Selected text:

========================

Headlines

As reported by the New Haven Register, May 17, 2007.

Questions Pop Over Risks of Chemical in Artificial Butter Flavor

By Abram Katz

Before the age of microwaves, all the popcorn cook had to worry about was burned kernels, boiling oil, the risk of a flaming pan and arteries narrowed by genuine butter.

Now popcorn comes in bags, along with a slug of gooey orange stuff containing artificial butter flavor, which apparently causes devastating lung disease in some of the workers who make it.

The question is, do consumers inhale enough butter flavor to put them at risk for the same breath-stealing pulmonary disease?

Public health experts suspect not, but no one knows for sure.

Which is why U.S. Rep. Rosa L. DeLauro, D-3, has asked the U.S. Food and Drug Administration to yank the flavoring chemical, diacetyl, until it can be thoroughly studied.

The FDA has not answered DeLauro’s letter of more than a week ago, which has her simmering.

"No, there has been no response, and they are not working hard enough. We will follow up on the letter. These are issues of public health, so that’s why we’re going to be very aggressive," DeLauro said Wednesday.

Meanwhile, should the average family forgo steaming bags of exploded corn? Open the paper bag under a ventilator? Wear respirators? Or perhaps ignore the whole issue?

Diacetyl, which is used in cream and butterscotch flavors, was "generally declared safe" by the FDA in 1983. Twenty years later, studies began to show that people who synthesized and mixed diacetyl were at risk for bronchitis obliterans. Lungs fill with obstructive tissue, ulcers and fluid that prevents victims from taking a full breath.

However, working in a flavoring factory making diacetyl poses a far higher exposure than deeply inhaling delectable steam containing a trace of the chemical, said Dr. Carl Baum, director of medical toxicology at the Center for Children’s Environmental Toxicology at Yale.

Measuring the health effects of a whiff of diacetyl is difficult because the dose is so low, he said. Only a few molecules of diacetyl are necessary to trick the human nose into thinking "butter."

Microwave popcorn is a $1 billion a year business though, meaning substantial amounts are being consumed.

========================

Dataset:
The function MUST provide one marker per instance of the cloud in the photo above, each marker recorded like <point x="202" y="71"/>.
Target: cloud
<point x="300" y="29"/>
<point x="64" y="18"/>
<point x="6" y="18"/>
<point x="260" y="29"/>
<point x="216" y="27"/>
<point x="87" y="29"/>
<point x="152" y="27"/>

========================

Action item A: In the article about diacetyl in microwave popcorn, in what year did the FDA declare diacetyl "generally declared safe"?
Action item B: Extend the article about diacetyl in microwave popcorn, starting after its last sentence.

Exercise output A: 1983

Exercise output B:
Effects depend on the dose, he said. Popping a bag at home yields only a modest amount, Baum said.

"Obviously people in factories are at a higher exposure," DeLauro said. "With consumers there is not an intense exposure. We need to see what the potential risks are for the consumer," she said.

DeLauro, chairwoman of the house appropriations subcommittee on agriculture, asked FDA Commissioner Andrew C. von Eschenbach to re-examine the issue of diacetyl’s safety.

Bronchitis obliterans has been recorded in microwave popcorn workers in Missouri, Iowa, Ohio, New Jersey, and Illinois. Flavor-factory employees in Ohio, California, Maryland and New Jersey also have the disease, she said.

Barnard Sangalli, toxicologist and administrative director of the Connecticut Poison Center, said, "We have to look at dose, the plant worker versus the consumer. Are people who make popcorn at theaters at higher risk?" he said.

"The amount of the chemical used in a half-cup of microwave popcorn is less than three hundredths of an ounce. At a consumer level, how toxic is it?"

If consumers are concerned they have several options, Sangalli said.

Look for natural butter substitutes. Air pop the popcorn and melt your own butter. Make popcorn the old-fashioned way, but be careful of splashing oil and fire.

"If it reduces your anxiety, open the bag under a fan," Sangalli said.

"When people have no control over what they’re exposed to they become anxious. When they have a choice over what they’re exposed to they feel less worried," he said.